**Selected extract:**
Archie Norman's approach to "renewal" of the ASDA stores was very much in alignment with that of any consultant group. Because Norman did not have direct experience with retail grocery stores, he needed to come up to speed quickly and he approached his challenges as he would any consultant assignment. Whether this was prudent is perhaps a moot point -- it was what Norman knew how to do. Further, Norman brought his colleagues from McKinsey & Company into the fray, basically setting up a frontline campaign as if he were in a war zone.

The First Steps

Norman established three pillars as he assumed leadership of Asda: (1) An immediate fiscal and operational revamping; (2) a strategic plan for recovering market share; and (3) a comprehensive culture change. These changes happened against a background of communication issues best described as chimneys or silos. The departments of the organization more or less kept to themselves, failed to share critical information, and lacked any cohesive vision that would cause the corporate efforts to "pull together."

**Written request 1:** According to the ASDA excerpt, what three pillars did Norman establish when he took over leadership of Asda?
**Written request 2:** From the ASDA excerpt, return the text between "Archie Norman's approach" and "a war zone.", inclusive.

**Material supplied:**
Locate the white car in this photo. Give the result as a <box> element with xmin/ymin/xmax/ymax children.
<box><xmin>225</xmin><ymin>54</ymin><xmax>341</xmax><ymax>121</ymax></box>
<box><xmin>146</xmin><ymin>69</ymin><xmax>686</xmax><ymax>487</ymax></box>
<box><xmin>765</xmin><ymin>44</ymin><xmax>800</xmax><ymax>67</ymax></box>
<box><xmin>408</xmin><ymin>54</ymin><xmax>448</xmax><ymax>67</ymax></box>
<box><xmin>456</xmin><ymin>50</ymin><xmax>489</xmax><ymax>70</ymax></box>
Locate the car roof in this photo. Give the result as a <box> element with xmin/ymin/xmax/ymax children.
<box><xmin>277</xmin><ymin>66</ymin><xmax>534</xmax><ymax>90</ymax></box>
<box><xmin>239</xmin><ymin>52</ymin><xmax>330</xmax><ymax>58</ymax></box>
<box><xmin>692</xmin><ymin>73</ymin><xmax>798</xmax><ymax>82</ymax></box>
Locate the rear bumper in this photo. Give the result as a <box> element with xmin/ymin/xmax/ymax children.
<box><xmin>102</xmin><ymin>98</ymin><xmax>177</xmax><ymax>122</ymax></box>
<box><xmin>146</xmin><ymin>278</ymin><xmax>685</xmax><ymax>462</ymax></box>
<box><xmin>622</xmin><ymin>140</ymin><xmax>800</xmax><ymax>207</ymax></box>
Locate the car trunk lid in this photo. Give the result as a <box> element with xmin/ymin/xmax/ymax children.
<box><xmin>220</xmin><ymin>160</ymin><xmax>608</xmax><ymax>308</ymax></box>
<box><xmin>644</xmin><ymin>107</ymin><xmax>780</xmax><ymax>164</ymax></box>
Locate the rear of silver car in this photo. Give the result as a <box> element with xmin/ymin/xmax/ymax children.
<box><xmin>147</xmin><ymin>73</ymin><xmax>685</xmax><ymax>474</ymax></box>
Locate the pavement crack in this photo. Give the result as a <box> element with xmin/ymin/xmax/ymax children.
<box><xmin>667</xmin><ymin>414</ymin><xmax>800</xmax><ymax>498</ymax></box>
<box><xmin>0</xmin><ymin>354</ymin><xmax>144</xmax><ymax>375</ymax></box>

**Written reply 1:** An immediate fiscal and operational revamping, a strategic plan for recovering market share, and a comprehensive culture change.

**Written reply 2:**
Archie Norman's approach to "renewal" of the ASDA stores was very much in alignment with that of any consultant group. Because Norman did not have direct experience with retail grocery stores, he needed to come up to speed quickly and he approached his challenges as he would any consultant assignment. Whether this was prudent is perhaps a moot point -- it was what Norman knew how to do. Further, Norman brought his colleagues from McKinsey & Company into the fray, basically setting up a frontline campaign as if he were in a war zone.